Exercises:
1. Using the award text below, decide whether each statement is true: (a) Lipkewich co-founded the program with Bruce Kiloh in 1991; (b) she served as director until 2010; (c) she grew up in Kamloops. Answer yes or no for each and quote the deciding words of the text.
2. Resume the award text below, picking up after its last sentence.

Extract:
[Start of Attachment]

Frank Woodside Past Presidents and Chairs Award
Maureen Lipkewich, Gary Nordin and Sheila Stenzel
The Frank Woodside Past Presidents and Past Chairs Award is presented to three individuals for their distinguished service to AME and/or the mineral exploration industry.
Maureen Lipkewich co-founded the Mineral Resources Education Program of B.C., now known as MineralsEd, with Coquitlam school teacher Bruce Kiloh in 1991. She served as director from its inception in 1991 until 2003, and continues to be involved as an honorary member of its board of trustees. Lipkewich is a lifelong member of B.C.’s mining community. She grew up in Merritt, married a miner and moved with her family to Kamloops, then Tumbler Ridge, and finally Vancouver. Lipkewich was working as a volunteer with the Mining Association of B.C. in the late 1980s when she began to cross paths with teachers at career fairs who informed her that they did not have up-to-date and useful materials to teach about mining. Her search for solutions led her to the B.C. Ministry of Education, the B.C. Teachers’ Federation and the Social Studies provincial specialist association, where she met Kiloh. They drafted a formal teacher-industry partnership dedicated to supporting teachers in their development of resources to teach about earth science, mineral resources and mining at all grade levels where there was opportunity in the curriculum.

[End of Attachment]

Provided records:
[Start of Attachment]

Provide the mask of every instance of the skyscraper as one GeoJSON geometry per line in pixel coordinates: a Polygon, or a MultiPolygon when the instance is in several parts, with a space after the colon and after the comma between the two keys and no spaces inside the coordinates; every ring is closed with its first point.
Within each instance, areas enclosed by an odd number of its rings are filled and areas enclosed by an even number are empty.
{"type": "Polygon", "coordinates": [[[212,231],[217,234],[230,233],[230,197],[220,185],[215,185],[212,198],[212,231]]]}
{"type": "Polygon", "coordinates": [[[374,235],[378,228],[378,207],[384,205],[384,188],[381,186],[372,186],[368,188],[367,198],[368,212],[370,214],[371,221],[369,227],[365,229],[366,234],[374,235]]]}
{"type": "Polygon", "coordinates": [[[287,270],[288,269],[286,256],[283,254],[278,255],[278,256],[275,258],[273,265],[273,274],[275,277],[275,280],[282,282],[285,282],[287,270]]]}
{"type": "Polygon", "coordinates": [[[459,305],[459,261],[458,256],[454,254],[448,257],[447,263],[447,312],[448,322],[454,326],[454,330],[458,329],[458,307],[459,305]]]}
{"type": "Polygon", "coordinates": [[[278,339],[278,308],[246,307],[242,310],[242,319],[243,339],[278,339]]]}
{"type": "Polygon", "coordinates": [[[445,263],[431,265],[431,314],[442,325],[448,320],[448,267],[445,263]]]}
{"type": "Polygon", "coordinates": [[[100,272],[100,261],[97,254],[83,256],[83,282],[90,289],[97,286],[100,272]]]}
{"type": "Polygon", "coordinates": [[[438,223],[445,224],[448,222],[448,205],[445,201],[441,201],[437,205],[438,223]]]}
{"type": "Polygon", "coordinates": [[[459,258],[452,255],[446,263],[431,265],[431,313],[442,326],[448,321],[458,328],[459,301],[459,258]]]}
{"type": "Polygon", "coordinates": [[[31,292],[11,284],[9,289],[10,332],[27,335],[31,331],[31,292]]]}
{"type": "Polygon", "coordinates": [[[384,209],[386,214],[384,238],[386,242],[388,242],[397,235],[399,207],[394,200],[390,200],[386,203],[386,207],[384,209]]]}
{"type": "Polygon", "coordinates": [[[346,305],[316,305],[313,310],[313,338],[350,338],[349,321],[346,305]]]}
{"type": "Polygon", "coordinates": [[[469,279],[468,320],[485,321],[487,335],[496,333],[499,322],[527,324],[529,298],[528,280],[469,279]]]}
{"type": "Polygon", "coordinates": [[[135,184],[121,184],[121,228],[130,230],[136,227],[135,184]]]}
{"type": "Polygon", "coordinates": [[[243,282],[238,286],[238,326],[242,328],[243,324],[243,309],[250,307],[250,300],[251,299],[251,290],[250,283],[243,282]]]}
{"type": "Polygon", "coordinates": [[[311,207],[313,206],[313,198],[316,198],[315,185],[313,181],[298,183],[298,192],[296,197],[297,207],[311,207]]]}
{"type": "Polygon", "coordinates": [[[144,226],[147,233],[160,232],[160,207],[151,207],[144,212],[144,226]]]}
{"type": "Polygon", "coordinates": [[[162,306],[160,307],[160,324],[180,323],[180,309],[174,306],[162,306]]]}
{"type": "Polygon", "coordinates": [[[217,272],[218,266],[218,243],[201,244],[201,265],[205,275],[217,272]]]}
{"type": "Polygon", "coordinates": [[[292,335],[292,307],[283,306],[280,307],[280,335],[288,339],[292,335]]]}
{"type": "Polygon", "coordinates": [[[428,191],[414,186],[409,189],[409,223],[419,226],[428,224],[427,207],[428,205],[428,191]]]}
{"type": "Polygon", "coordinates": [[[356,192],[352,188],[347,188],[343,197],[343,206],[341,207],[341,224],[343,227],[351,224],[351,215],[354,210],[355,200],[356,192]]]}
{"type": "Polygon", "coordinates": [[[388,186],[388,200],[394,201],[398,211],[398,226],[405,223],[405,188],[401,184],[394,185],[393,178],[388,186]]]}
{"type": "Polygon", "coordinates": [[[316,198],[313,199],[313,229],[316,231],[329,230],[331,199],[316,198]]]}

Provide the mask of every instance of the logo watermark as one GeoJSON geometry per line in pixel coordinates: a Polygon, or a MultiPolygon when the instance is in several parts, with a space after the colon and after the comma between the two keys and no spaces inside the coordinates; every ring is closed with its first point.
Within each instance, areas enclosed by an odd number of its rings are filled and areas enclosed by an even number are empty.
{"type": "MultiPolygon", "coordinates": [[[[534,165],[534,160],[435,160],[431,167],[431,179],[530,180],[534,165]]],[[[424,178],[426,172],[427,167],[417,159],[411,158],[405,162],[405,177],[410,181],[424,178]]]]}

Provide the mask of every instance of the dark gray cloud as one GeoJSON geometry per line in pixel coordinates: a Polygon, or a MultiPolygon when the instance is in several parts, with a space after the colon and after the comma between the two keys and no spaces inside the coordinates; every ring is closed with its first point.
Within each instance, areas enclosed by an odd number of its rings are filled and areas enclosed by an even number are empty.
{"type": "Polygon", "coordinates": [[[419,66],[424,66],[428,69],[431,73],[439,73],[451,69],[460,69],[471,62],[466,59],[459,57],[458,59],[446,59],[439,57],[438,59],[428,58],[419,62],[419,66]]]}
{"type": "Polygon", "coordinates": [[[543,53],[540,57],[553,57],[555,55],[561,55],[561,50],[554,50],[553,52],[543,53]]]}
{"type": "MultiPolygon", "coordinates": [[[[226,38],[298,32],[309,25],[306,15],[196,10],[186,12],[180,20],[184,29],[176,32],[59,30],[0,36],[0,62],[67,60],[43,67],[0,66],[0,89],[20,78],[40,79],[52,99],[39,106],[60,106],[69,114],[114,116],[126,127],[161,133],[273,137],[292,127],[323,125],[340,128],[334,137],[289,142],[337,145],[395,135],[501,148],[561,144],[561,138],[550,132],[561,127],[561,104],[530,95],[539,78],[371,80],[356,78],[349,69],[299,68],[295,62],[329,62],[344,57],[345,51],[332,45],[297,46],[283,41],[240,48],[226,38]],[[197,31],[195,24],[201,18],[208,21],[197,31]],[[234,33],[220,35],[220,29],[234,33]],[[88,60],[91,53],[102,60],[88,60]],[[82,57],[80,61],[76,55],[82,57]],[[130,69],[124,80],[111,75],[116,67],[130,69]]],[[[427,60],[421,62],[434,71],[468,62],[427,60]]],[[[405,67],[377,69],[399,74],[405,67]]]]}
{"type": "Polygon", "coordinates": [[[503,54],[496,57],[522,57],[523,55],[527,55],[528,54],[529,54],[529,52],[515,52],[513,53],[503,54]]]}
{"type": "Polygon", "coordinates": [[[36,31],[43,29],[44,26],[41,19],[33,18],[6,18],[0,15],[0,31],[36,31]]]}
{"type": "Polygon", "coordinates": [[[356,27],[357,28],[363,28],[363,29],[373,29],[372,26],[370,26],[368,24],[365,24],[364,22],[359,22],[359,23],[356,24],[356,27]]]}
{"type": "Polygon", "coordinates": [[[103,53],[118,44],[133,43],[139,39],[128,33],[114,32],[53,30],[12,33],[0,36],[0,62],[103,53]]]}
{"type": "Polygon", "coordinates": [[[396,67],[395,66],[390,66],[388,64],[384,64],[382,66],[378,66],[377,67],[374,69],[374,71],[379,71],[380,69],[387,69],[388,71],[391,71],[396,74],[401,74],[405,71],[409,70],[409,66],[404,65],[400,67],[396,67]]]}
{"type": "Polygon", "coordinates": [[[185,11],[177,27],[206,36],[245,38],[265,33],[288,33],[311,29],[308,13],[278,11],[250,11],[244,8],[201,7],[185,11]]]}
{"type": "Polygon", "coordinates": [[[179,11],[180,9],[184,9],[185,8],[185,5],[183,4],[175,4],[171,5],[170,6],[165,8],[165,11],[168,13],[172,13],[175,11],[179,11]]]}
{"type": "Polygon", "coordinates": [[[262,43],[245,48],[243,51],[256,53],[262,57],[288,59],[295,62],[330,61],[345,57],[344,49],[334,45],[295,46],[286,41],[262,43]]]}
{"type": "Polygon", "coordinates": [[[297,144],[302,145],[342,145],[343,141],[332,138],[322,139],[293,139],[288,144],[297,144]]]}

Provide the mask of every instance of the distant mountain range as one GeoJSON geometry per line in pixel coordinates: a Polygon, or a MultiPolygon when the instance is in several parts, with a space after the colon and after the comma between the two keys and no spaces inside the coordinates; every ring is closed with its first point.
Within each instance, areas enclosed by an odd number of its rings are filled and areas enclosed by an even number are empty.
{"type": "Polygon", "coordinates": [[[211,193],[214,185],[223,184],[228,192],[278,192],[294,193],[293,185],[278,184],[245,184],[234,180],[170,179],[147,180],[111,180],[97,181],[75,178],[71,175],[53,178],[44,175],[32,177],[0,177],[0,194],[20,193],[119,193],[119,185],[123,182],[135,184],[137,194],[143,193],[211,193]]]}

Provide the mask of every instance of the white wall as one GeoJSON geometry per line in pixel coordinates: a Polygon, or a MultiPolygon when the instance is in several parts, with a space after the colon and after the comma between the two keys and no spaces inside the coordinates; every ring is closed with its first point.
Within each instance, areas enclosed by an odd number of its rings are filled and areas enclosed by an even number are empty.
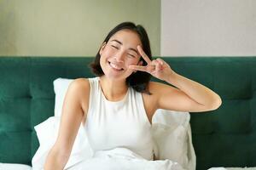
{"type": "Polygon", "coordinates": [[[124,21],[143,25],[160,55],[160,10],[156,0],[0,0],[0,56],[95,56],[124,21]]]}
{"type": "Polygon", "coordinates": [[[255,0],[162,0],[163,56],[256,56],[255,0]]]}

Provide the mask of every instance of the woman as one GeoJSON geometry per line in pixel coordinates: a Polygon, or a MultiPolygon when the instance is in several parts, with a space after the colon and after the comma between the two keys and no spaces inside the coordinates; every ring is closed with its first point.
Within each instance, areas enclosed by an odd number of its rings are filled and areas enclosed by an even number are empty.
{"type": "Polygon", "coordinates": [[[64,168],[81,122],[95,151],[125,147],[152,160],[150,126],[157,109],[199,112],[220,106],[211,89],[151,59],[143,26],[125,22],[109,32],[91,65],[98,77],[76,79],[68,88],[45,170],[64,168]],[[151,76],[176,88],[149,82],[151,76]]]}

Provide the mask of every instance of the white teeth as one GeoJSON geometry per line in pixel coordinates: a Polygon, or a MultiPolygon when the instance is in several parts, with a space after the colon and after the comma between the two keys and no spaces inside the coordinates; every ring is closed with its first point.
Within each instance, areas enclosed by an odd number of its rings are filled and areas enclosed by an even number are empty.
{"type": "Polygon", "coordinates": [[[117,66],[116,65],[113,64],[113,63],[110,63],[110,65],[114,68],[114,69],[117,69],[117,70],[122,70],[122,68],[119,68],[119,66],[117,66]]]}

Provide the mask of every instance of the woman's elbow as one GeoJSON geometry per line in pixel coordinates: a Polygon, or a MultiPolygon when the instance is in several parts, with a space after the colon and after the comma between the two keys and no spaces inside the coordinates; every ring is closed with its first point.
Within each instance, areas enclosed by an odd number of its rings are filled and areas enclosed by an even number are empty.
{"type": "Polygon", "coordinates": [[[209,110],[214,110],[220,107],[222,105],[222,99],[219,95],[217,95],[216,98],[212,102],[212,105],[209,106],[209,110]]]}

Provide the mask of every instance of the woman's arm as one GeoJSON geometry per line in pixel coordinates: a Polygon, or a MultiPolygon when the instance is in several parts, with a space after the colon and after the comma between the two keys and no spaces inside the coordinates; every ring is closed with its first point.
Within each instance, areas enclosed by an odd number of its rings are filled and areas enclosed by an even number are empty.
{"type": "Polygon", "coordinates": [[[63,169],[68,161],[84,117],[82,99],[84,99],[84,92],[85,95],[89,92],[86,88],[90,88],[90,85],[84,87],[84,83],[81,85],[82,82],[76,79],[68,87],[63,103],[58,137],[46,158],[44,170],[63,169]]]}
{"type": "Polygon", "coordinates": [[[130,69],[148,72],[177,88],[157,82],[149,83],[149,91],[154,94],[156,109],[198,112],[215,110],[220,106],[221,99],[212,90],[178,75],[161,59],[151,61],[140,46],[137,49],[148,65],[130,65],[130,69]]]}
{"type": "Polygon", "coordinates": [[[181,75],[176,74],[166,82],[177,88],[160,82],[149,83],[156,108],[201,112],[216,110],[221,105],[220,97],[212,90],[181,75]]]}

[End of Attachment]

Outputs in order:
1.
(a) Yes: "co-founded the Mineral Resources Education Program of B.C., now known as MineralsEd, with Coquitlam school teacher Bruce Kiloh in 1991"
(b) No: "She served as director from its inception in 1991 until 2003"
(c) No: "She grew up in Merritt"

2.
Gary Nordin has worked in the mining industry for more than 50 years. He is a founder, director and senior geologist with Orestone Mining Corp. Prior to this, he co-founded and served as a director of Polaris Materials Corporation from 2000 to 2009. Earlier in his career, Nordin was a founding director, executive vice- president and chief geologist of Eldorado Gold Corporation. He has served on the board of directors of several publicly listed exploration and mining companies. Nordin has been an ardent member and supporter of AME, and has mentored and assisted many aspiring mineral explorers in their studies and exploration activities, and, most importantly, nurtured their enthusiasm and passion for natural resource exploration in all its many facets.
Sheila Stenzel got her start in the industry by working on a national uranium resource assessment project in South Dakota; working for the United States Geological Survey water resources division in Colorado; and working with Teck on a summer drilling program at the Daniel’s Harbour zinc mine in Newfoundland while completing her PhD. Stenzel first became involved with MineralsEd in 1999 as a volunteer workshop presenter; she later became the program co-ordinator, and then eventually the director in 2003. Stenzel works directly with classroom teachers to develop curriculums and resources for the school program. She oversees the daily operations of the program, working throughout the year with a program co-ordinator and a team of teacher-partners and volunteers from the industry to organize mining and geoscience workshops and field trips, as well as student and teacher programs at industry conferences throughout British Columbia.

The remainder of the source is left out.